§ Passage to read
◇ ◇ ◇
The assignment states that the watcher should work as before so i assume that we are not supposed to add special conditions for only notifying of the initial injection of the prepare (which would probably solve the issue).

- Morten

Re: Consistency of test 4; retransmission of rumors with prepares

by Stratos Triantafyllou - Saturday, 28 November 2020, 14:36

Agreed.

If I'm not missing something, the rumor originating in the proposer can be sent to an arbitrary number of neighbors until the paxos retry timeout occurs, e.g. if we get "heads" in the coin toss after exchanging status messages with E.

However, and please correct me if I'm wrong, I have the idea that the reference gossiper in the binary only sends the ExtraMessage with its first transmission of a rumor. For example, when sending the prepare message on a rumor with ID 1, if it needs to send this rumor again to another peer, there is no ExtraMessage on it (?).

Re: Consistency of test 4; retransmission of rumors with prepares

by Francesco Intoci - Saturday, 28 November 2020, 15:26

Moreover, after ,for example, 1 second, assuming that nodeA will retry after 1 second, won't we have sent numParticipant prepare messages, since we broadcast our prepare, instead of just 1? (Assuming we don't change the behaviour of the Watcher logic)

Re: Consistency of test 4; retransmission of rumors with prepares

by Pasindu Nivanthaka Tennage - Monday, 30 November 2020, 17:38

Dear Intocl

Thank you for your question

I’m not sure that I understand your question. The question needs some context.

Without any context, I believe that, in general, a node would send out a single prepare rumor, which is broadcast by its nature. But it’s still a single rumor. Of course, if x node want to name a file, we’d have x rumors going around. But each node would send a single rumor out in the simple case. So I believe watcherOut would be 1, but watcherIn could be up to numParticipants.

Does this answer your concern?

Regards
TAs

Re: Consistency of test 4; retransmission of rumors with prepares

by Francesco Intoci - Monday, 30 November 2020, 18:58

Yes, you are right, but when broadcasting the message I will send the rumor message (that is indeed always the same) and the address (that will eventually change, since I will send it to all my neighbour nodes) to the watcher. Otherwise, which address should I pass to the watcher when wrapping the GossipPacket in the CallbackMessage?

Re: Consistency of test 4; retransmission of rumors with prepares

by Aaron Joos Lippeveldts - Saturday, 28 November 2020, 17:18

I have also noticed that the reference gossiper only seems to send extra once.

In test 3 integration, when my nodes start they already missed some of node A's rumors. When they then receive a message with extra, they drop it and request the older rumors. By the time they get to the one with extra again there is no extra anymore and nothing happens in the end.

Re: Consistency of test 4; retransmission of rumors with prepares

by Pasindu Nivanthaka Tennage - Tuesday, 1 December 2020, 10:31

Hello

Yes, there seems to be an error in the reference implementation. We will fix that and push the changes to student repos today.

Regards

TAs

Re: Consistency of test 4; retransmission of rumors with prepares

by Pasindu Nivanthaka Tennage - Thursday, 3 December 2020, 18:59

Hello

Yes, there is an issue with the Rumor Processing. We are investigating that, and an updated version will be pushed to your repo soon.

Sorry about that

TAs

Re: Consistency of test 4; retransmission of rumors with prepares

by Pasindu Nivanthaka Tennage - Monday, 30 November 2020, 17:24

Thanks for pointing this out. Indeed you are correct. We modified this test and it will be pushed to your repo soon.

What we changed is: now Node E is also down, so that E will not exchange status messages.

For the other cases of unacknowledged rumur re-transmissions, In handout 2 we specified a timeout of 10 seconds to re-send messages not acknowledged, therefore, it should not happen in this test, as we’re waiting a total of 3 seconds

Hope this helps
◇ ◇ ◇
§ Data provided
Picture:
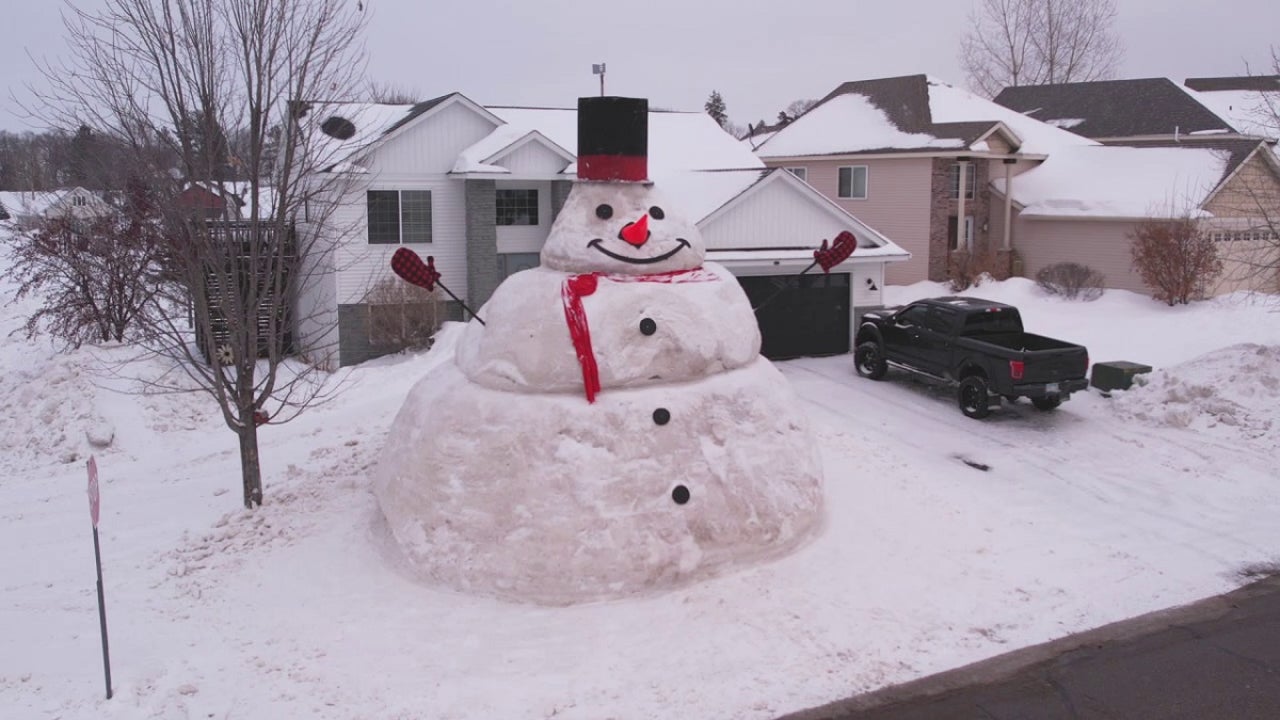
◇ ◇ ◇
§ Parts of the exercise
A. Write out the forum thread again, starting with "If I'm not missing" and going on through "messages with E.", and switch "neighbors" to "peers".
B. In the forum thread, what timeout did handout 2 set for re-sending messages that were not acknowledged?
The lines have nothing to do with the forum thread.

§ Solutions per task
A.
If I'm not missing something, the rumor originating in the proposer can be sent to an arbitrary number of peers until the paxos retry timeout occurs, e.g. if we get "heads" in the coin toss after exchanging status messages with E.

B. 10 seconds.